## Task directions
Transcribe the text of the entries below word for word, leaving out the pictures.

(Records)
------------------------------------

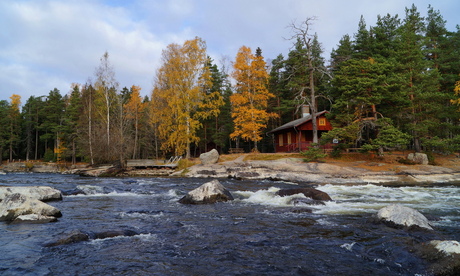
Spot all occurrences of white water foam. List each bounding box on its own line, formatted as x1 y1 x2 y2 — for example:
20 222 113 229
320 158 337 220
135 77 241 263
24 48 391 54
234 187 306 207
88 233 158 246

------------------------------------

## Answer below
Spot all occurrences of white water foam. List each bounding box on its own line, formatted as x1 y1 x2 y2 — for example:
20 222 113 229
320 158 337 220
135 77 241 263
24 48 391 54
234 187 306 207
88 233 158 246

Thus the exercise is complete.